▶ **Excerpt**:
We computed the marginalized likelihood for each of the models and compared them via the Bayes factor to assess the support for each model. We find that the SiO₂(s) clouds model is preferred over no clouds by 3.5σ and also preferred over the generic aerosol prescription by 2.6σ. The best-fit model finds the SiO₂(s) clouds are composed of small particles (∼0.01 μm) with a low mixing ratio ($\mathrm{log}X\sim -12$) located high in the atmosphere (P_cloud ≲ 1 mbar). Our data are highly informative of the particle size, as changes to this parameter dramatically alter both the optical scattering slope and the amplitude of the 8.6 μm vibrational-mode feature (see Figure A2 within the Appendix). Both crystalline and amorphous SiO₂(s) aerosols are able to produce good fits to the data, with the crystalline form producing the best match to the peak position of the feature near 8.6 μm. In addition to SiO₂(s), we also considered Fe₂O₃(s) aerosols based on the alignment of refractive indices with the observed feature near 8.6 μm (see Figure A1 within the Appendix). However, the best-fit model requires particle sizes of ∼0.001 μm, which is physically implausible (Sridevi et al. 2023). Thus, we rule out Fe₂O₃(s) aerosols.

▶ **Listed records**:
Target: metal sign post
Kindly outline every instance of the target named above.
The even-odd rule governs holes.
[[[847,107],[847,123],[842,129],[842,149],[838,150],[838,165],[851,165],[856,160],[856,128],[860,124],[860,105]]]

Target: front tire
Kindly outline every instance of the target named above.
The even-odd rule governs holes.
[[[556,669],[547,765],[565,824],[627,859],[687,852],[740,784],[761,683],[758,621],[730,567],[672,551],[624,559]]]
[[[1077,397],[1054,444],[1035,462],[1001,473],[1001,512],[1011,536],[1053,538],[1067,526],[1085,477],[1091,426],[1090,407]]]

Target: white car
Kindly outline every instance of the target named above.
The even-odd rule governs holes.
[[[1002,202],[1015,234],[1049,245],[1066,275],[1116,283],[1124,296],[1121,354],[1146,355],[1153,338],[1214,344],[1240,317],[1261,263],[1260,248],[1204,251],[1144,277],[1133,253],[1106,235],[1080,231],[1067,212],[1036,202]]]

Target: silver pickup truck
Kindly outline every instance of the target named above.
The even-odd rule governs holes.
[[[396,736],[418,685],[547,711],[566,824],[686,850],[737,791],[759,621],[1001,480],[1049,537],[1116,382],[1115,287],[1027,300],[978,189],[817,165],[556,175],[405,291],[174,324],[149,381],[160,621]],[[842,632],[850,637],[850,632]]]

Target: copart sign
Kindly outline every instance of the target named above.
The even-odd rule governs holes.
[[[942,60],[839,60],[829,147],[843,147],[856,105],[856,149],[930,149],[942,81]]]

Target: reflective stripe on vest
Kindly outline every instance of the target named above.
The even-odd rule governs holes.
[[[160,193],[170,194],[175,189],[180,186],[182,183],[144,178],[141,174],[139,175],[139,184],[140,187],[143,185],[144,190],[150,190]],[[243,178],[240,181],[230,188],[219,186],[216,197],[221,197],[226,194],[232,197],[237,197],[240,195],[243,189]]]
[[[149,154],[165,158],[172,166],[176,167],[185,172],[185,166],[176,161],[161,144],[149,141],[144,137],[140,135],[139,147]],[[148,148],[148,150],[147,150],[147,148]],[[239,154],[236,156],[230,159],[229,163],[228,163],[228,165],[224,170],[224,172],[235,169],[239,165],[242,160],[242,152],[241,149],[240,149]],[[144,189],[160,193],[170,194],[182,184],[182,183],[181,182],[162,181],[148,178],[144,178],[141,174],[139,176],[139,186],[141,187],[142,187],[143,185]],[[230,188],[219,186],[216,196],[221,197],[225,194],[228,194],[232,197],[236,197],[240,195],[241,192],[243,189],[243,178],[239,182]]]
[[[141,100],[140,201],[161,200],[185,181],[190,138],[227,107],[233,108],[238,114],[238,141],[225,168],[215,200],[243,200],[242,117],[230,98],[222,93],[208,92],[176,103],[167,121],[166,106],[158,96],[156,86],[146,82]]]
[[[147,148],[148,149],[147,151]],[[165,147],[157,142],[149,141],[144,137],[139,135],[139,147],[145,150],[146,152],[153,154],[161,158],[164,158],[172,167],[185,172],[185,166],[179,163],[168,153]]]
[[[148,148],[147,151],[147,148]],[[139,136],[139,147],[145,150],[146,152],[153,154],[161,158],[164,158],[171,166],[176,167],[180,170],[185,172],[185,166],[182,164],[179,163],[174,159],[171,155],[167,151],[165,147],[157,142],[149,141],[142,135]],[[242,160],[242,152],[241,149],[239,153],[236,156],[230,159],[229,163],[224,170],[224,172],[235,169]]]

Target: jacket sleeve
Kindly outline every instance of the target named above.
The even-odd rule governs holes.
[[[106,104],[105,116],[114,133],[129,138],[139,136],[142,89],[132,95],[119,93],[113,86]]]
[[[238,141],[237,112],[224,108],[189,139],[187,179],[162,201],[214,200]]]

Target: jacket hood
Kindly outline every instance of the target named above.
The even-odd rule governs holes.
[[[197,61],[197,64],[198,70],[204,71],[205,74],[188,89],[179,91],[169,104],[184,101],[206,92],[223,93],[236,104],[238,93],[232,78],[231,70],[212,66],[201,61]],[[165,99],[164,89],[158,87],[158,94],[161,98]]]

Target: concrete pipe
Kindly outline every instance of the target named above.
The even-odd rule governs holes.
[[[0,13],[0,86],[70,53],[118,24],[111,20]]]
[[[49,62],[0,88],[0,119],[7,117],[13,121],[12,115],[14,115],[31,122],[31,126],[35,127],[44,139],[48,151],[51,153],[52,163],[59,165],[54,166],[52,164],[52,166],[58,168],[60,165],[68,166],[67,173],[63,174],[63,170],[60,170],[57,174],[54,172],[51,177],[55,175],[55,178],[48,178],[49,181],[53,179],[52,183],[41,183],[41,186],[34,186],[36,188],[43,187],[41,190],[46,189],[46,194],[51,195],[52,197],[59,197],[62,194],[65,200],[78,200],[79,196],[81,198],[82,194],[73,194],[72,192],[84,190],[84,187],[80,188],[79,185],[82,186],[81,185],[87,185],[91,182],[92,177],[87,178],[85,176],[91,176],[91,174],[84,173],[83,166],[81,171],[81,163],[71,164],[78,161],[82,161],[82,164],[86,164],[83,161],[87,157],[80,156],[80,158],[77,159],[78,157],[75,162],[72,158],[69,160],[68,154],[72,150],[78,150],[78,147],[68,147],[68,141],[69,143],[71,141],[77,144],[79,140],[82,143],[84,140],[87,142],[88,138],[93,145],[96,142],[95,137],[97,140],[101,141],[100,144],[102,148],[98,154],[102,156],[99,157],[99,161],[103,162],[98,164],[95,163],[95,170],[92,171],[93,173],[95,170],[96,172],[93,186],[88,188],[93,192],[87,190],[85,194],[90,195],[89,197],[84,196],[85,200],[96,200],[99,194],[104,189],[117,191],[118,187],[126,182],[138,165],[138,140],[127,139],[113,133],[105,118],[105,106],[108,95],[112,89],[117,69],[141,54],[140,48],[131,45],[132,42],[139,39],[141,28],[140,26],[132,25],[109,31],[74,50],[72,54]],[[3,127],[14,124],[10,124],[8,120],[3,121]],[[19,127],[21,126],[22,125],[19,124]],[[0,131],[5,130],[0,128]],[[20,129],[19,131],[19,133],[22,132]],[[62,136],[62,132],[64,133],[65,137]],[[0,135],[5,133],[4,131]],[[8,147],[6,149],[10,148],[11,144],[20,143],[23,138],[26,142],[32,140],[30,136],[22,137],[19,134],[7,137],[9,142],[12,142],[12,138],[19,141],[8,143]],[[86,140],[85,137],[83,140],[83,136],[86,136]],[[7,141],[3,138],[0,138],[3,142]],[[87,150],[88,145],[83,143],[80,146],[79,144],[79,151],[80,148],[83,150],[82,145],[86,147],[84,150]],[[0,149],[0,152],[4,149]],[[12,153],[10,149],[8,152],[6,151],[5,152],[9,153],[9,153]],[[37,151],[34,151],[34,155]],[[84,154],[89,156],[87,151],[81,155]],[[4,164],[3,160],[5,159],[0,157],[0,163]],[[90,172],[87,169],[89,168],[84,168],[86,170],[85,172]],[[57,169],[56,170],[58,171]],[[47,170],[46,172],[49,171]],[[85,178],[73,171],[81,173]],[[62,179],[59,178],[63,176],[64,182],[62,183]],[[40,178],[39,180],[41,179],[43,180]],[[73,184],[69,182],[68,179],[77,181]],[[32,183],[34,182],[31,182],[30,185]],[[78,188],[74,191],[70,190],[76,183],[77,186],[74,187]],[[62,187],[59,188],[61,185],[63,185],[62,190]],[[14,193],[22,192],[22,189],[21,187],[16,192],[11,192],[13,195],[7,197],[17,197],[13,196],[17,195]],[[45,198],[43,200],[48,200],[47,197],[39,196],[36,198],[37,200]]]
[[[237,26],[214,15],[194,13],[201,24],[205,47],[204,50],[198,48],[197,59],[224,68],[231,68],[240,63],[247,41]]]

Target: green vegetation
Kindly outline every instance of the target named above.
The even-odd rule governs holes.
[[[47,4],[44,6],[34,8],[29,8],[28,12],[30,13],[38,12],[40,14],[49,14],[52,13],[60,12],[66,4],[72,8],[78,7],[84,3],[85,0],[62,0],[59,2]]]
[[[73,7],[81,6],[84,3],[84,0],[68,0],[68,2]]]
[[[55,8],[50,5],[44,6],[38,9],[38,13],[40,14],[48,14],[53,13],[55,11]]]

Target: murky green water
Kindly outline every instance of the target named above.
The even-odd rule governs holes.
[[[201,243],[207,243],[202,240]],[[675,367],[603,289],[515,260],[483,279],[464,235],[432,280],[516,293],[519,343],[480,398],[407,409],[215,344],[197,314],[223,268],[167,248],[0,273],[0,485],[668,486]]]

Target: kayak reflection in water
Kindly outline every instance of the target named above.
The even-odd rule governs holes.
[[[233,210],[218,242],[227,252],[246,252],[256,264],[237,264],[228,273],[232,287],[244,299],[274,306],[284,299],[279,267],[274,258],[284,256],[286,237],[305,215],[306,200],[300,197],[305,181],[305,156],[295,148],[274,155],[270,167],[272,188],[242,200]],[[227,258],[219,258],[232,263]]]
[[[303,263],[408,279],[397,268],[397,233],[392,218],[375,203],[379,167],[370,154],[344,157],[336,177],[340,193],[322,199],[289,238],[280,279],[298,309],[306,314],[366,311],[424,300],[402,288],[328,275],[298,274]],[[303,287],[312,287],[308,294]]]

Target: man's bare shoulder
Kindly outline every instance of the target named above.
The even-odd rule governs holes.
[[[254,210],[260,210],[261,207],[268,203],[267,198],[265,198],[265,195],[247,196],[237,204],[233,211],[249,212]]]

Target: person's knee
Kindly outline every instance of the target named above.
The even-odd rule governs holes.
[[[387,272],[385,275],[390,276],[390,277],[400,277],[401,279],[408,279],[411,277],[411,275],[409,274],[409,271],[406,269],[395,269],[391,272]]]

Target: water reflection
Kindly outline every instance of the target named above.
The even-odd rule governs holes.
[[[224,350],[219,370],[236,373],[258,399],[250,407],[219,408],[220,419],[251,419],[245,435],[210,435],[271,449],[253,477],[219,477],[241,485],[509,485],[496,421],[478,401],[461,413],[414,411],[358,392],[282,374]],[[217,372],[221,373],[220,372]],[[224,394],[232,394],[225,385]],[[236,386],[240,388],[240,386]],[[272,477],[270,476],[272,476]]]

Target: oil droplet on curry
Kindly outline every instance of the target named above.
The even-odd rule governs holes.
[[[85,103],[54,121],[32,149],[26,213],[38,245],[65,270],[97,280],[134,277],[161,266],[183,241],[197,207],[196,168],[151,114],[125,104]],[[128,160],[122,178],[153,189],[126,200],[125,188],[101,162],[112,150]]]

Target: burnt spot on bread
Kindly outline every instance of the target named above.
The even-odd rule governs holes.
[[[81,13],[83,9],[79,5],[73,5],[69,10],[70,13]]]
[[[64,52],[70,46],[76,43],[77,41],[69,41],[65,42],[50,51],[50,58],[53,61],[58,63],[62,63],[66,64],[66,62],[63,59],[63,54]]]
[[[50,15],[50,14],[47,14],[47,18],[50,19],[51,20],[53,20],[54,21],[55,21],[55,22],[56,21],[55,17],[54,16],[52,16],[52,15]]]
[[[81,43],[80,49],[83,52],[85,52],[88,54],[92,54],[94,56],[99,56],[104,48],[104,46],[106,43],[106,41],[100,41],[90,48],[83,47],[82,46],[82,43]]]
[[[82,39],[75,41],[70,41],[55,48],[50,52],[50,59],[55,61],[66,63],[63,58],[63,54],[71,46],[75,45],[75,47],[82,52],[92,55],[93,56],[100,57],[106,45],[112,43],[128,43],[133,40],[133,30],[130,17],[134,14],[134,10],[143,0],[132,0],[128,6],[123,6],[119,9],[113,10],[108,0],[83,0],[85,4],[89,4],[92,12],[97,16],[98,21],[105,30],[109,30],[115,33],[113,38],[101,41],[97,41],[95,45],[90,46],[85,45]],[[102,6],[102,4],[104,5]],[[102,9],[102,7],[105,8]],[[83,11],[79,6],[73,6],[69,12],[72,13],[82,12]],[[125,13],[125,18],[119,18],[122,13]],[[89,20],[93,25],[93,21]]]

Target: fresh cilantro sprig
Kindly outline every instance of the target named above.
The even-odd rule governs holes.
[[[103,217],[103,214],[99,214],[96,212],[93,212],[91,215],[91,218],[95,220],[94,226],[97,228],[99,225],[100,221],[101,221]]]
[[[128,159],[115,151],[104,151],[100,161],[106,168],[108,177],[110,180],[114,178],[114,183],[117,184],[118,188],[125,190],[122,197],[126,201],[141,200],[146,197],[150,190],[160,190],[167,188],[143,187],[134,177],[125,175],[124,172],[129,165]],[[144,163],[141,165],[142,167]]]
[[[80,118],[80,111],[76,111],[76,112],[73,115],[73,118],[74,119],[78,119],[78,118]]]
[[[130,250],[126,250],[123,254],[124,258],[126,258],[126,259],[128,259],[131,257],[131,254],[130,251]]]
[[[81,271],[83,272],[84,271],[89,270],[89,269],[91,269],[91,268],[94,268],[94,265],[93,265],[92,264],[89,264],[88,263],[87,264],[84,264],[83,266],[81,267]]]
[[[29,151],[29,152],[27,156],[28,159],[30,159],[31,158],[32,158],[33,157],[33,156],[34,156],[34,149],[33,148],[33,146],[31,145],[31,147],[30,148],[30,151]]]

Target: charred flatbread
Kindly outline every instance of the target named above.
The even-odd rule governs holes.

▶ **What the task asks**:
Resume the passage comparing SiO₂(s) cloud and aerosol models, picking up right after its last sentence.

▶ **Expected answer**:
For completeness, we also retrieve on our 0.25 μm Eureka! reduction. These retrievals also yield a preference for clouds, with both the SiO₂(s) and generic clouds preferred at 2.6σ and 3.0σ, respectively, over the cloud-free model. While the SiO₂(s) model produces a better fit to the Eureka! data than the generic clouds (reduced χ² = 1.14 versus 1.17), the Bayes factor does not support the SiO₂(s) model given the additional parameters in its definition. However, as detailed in Section 2.4, the Eureka! reduction may be less reliable than the ExoTiC-MIRI reduction at shorter wavelengths, and this impacts the amplitude and detectability of the 8.6 μm feature.

Retrievals that do not include JWST MIRI LRS data indicate no preference over either of our cloud models, a result consistent with predictions from Mai & Line (2019). In all cases, our retrieved abundances for the gas-phase chemical species considered are consistent with the values presented in Alderson et al. (2022). In Figure 5, we show retrieved spectra with 1σ contours and posterior distributions for gas-phase species (H₂O, CH₄, CO₂, Na, K, CO), SiO₂(s) cloud properties, and isothermal atmospheric temperature.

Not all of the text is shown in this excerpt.